## Data for the task
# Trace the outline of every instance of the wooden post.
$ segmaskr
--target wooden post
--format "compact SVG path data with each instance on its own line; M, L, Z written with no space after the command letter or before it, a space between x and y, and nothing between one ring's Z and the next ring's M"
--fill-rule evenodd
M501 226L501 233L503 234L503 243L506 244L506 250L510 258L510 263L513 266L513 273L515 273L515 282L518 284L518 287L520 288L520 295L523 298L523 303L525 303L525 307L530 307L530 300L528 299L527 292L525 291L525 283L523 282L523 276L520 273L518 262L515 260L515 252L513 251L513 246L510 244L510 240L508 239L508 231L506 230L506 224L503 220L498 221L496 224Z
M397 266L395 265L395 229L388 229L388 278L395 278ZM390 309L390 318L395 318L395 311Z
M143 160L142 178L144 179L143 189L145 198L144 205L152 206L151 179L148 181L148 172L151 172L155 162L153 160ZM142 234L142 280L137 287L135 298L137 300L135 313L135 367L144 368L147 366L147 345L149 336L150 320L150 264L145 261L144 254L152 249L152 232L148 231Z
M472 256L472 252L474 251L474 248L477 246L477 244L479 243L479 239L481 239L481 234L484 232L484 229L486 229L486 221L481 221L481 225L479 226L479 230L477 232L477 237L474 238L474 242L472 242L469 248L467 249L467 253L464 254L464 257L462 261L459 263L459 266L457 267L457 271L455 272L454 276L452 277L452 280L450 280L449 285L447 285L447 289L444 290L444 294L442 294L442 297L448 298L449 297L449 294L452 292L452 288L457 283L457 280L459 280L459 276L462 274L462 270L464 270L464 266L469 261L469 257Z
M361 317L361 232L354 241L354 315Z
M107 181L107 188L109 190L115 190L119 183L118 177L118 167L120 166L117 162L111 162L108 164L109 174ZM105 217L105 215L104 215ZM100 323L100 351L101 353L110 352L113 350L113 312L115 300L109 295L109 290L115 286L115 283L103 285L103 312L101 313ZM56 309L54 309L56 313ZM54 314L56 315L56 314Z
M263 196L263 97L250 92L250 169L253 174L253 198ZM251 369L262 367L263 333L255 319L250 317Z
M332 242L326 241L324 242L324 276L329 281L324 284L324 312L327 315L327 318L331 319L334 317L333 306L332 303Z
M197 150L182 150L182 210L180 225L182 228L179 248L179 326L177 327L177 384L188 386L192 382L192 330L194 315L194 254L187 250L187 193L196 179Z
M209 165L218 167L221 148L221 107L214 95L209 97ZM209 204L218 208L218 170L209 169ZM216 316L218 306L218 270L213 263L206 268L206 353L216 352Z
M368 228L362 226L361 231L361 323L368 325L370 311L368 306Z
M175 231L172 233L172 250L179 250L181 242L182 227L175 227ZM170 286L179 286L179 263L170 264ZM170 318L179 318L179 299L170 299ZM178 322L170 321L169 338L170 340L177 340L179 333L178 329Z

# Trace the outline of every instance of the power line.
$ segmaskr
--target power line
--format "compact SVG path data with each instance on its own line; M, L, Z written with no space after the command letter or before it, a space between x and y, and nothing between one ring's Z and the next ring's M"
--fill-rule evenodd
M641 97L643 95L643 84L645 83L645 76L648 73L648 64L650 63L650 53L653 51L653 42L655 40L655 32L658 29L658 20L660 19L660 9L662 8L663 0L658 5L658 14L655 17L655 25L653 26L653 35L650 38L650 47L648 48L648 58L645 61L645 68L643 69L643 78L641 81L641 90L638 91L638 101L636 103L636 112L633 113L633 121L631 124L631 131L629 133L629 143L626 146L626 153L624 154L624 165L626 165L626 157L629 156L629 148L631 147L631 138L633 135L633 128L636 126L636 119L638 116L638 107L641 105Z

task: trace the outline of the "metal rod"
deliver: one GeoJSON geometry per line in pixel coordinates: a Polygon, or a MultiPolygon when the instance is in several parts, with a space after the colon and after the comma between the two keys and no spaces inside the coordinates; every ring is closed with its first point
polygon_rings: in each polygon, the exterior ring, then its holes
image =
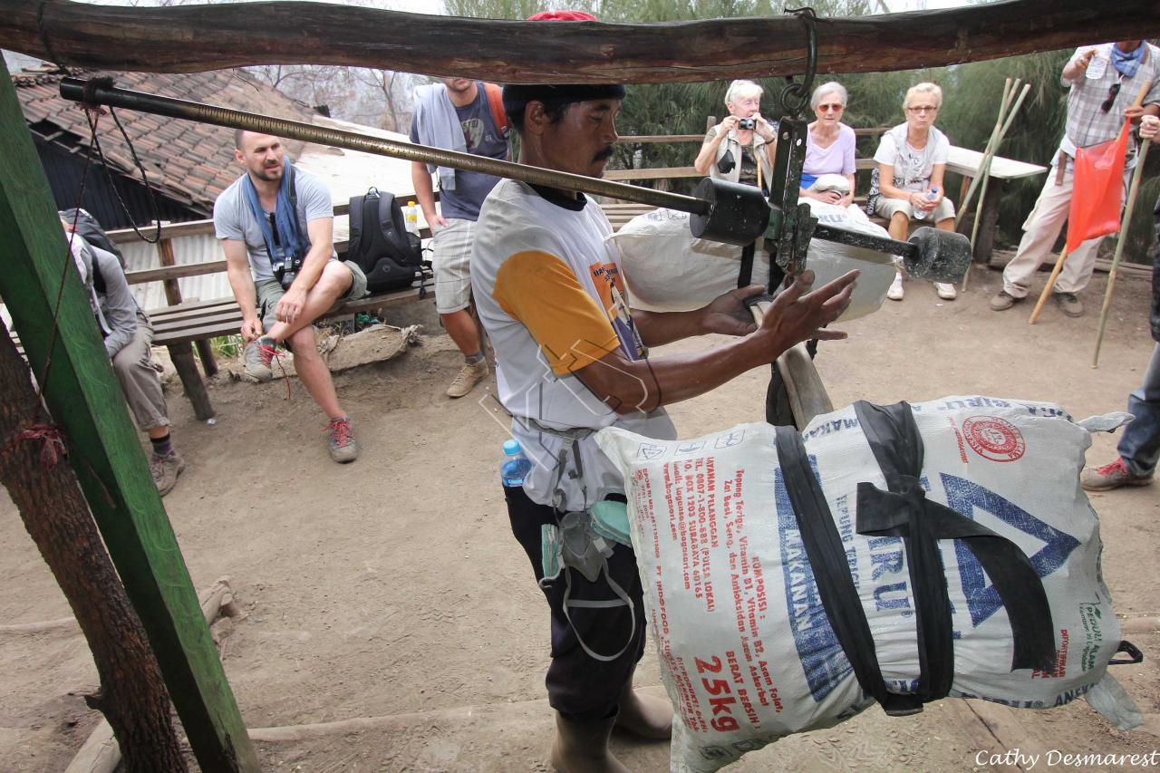
{"type": "MultiPolygon", "coordinates": [[[[824,225],[821,223],[818,223],[818,225],[814,226],[813,238],[821,239],[824,241],[836,241],[838,244],[844,244],[850,247],[865,247],[867,250],[873,250],[875,252],[901,255],[902,258],[918,259],[919,255],[918,246],[911,244],[909,241],[899,241],[897,239],[878,237],[872,233],[862,233],[860,231],[847,231],[846,229],[834,227],[833,225],[824,225]]],[[[883,260],[882,262],[890,261],[883,260]]]]}
{"type": "Polygon", "coordinates": [[[73,102],[108,104],[126,110],[164,115],[171,118],[184,118],[226,127],[229,129],[259,131],[264,135],[302,139],[320,145],[346,147],[364,153],[375,153],[376,156],[390,156],[407,161],[422,161],[425,164],[435,164],[466,172],[494,174],[500,178],[522,180],[532,185],[550,186],[564,190],[579,190],[597,196],[632,201],[639,204],[665,207],[693,215],[708,215],[711,207],[709,202],[695,196],[639,188],[623,182],[588,178],[582,174],[556,172],[536,166],[524,166],[523,164],[514,164],[512,161],[500,161],[492,158],[472,156],[471,153],[458,153],[438,147],[370,137],[354,131],[327,129],[300,121],[289,121],[269,115],[231,110],[230,108],[203,104],[189,100],[176,100],[169,96],[146,94],[126,88],[106,88],[95,85],[90,87],[89,81],[79,78],[63,79],[60,81],[60,96],[73,102]],[[86,94],[86,88],[89,91],[88,94],[86,94]]]}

## Exercise requirements
Please rewrite the items from the start through the line containing "M143 160L142 178L144", replacing "wooden post" with "timber post" and leaving everything else unchanged.

## Written answer
# Trace the outline of every instance of the timber post.
$ segmaskr
--target timber post
--format "compact SVG path data with each instance on its own line; M, L, Z written with no space after the command letter or before it, a space between x and y, and nothing between one ring's Z and the next ring's M"
--fill-rule evenodd
M501 226L501 233L503 234L503 243L506 244L506 250L510 258L510 263L513 266L513 273L515 273L515 282L518 284L518 287L520 288L520 295L523 298L523 303L525 303L525 307L530 307L530 300L528 299L527 292L525 291L525 283L523 282L523 276L520 273L518 262L515 260L515 252L513 251L513 246L510 244L510 240L508 239L508 231L506 230L506 224L503 220L498 221L496 224Z
M397 266L395 265L395 229L388 229L388 278L395 278ZM390 309L390 318L395 318L395 311Z
M143 160L142 178L144 179L143 189L145 198L144 205L152 206L151 179L148 181L148 172L151 172L155 162L153 160ZM142 234L142 280L137 287L135 298L137 300L135 313L135 367L144 368L147 366L147 345L149 336L150 320L150 264L145 261L144 254L152 249L152 232L148 231Z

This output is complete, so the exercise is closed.